### Tasks and exercises
- a) Translate into Spanish the following sentence from the passage on urban energy transitions below: "These findings underscore the evolving structure of urban energy systems and the importance of integrating renewable energy development into long-term electricity demand forecasting."
- b) According to the passage on urban energy transitions below, under how many scenarios did Lim (2023) examine the economic ripple effects of replacing thermal power plants with renewable sources?
- c) Write a continuation of the passage on urban energy transitions below, beginning after its final sentence.

In the broader context of urban energy transitions, several studies have investigated how the diffusion of renewable energy contributes to climate change mitigation and may influence future electricity demand patterns. For example, Bae and Jung (2020) employed a panel econometric model to assess whether the expansion of renewable energy led to reductions in air pollutants, including particulate matter, and identified notable regional disparities in the effectiveness of these measures. Lim (2023) examined the economic ripple effects of replacing thermal power plants with renewable sources under four scenarios, analyzing changes in greenhouse gas emission inducement coefficients, production inducement coefficients, and value-added inducement coefficients. These findings underscore the evolving structure of urban energy systems and the importance of integrating renewable energy development into long-term electricity demand forecasting.

Referring expression pointing data:
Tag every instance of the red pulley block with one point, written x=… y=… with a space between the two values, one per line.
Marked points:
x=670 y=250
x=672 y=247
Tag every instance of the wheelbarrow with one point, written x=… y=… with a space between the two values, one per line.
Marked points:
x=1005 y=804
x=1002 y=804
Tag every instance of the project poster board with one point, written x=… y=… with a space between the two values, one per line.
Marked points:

==

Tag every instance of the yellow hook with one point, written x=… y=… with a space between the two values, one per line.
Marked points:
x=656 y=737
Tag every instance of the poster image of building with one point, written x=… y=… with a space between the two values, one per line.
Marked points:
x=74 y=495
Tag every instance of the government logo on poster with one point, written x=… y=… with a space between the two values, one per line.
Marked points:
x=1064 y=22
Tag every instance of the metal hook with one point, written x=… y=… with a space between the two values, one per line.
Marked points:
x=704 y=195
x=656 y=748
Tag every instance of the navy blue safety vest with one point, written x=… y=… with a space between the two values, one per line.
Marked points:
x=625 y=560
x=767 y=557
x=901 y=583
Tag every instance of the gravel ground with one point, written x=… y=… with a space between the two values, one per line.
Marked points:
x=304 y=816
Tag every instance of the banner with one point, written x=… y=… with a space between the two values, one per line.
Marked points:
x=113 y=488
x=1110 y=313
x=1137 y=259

--

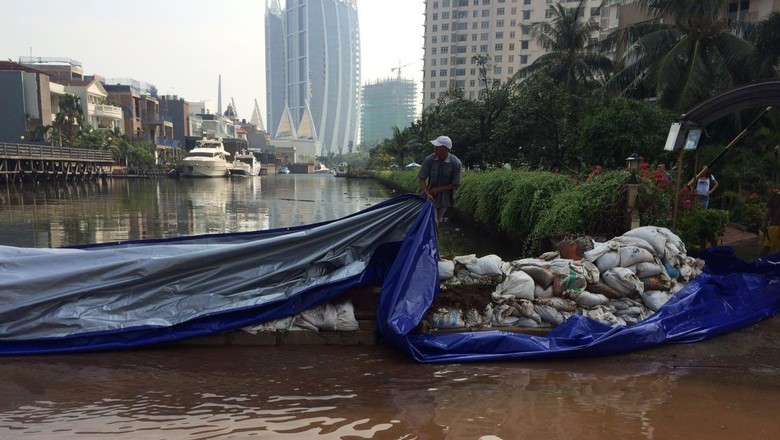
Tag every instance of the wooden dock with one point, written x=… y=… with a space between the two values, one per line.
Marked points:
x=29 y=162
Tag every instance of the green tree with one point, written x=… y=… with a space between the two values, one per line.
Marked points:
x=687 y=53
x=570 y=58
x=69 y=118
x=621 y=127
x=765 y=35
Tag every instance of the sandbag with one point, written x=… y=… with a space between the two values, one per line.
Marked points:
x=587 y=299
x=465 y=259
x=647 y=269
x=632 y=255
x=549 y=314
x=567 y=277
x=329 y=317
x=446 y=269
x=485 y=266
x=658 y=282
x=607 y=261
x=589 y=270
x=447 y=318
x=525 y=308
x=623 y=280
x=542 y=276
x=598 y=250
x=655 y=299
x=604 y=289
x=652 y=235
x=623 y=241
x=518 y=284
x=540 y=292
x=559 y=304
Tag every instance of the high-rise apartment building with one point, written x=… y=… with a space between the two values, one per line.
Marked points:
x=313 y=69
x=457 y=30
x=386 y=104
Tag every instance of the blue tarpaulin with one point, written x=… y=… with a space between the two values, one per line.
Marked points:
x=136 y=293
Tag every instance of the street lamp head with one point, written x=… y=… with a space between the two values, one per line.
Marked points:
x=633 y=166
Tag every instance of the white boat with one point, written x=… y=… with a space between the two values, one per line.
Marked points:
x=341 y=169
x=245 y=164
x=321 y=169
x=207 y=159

### Answers for the exercise
- a) Estos hallazgos subrayan la estructura cambiante de los sistemas energéticos urbanos y la importancia de integrar el desarrollo de las energías renovables en la previsión de la demanda eléctrica a largo plazo.

- b) Four scenarios.

- c)
Scenario-based modeling has also become central in assessing future energy demand under different socio-economic and policy conditions. The Shared Socioeconomic Pathways (SSPs) framework offers a comprehensive basis for such projections. For example, Choi et al. (2024) estimated that, under current climate policy conditions, direct climate damage in Busan could increase by 2.7 times over the next decade. Additionally, NGFS scenarios have been widely applied to assess economic impacts from climate-induced changes. Cho and Min (2024), for instance, used NGFS carbon price scenarios to estimate long-term effects on agricultural and consumer prices.

The COVID-19 pandemic also temporarily influenced residential electricity demand. Studies such as Krarti and Aldubyan (2021) and Li et al. (2021) reported increases in New York City’s residential electricity usage ranging from 15% to 53% compared to pre-pandemic levels. However, Jang et al. (2021) and Kang et al. (2021) found that the impact in Korea was considerably smaller than in other countries and short-lived.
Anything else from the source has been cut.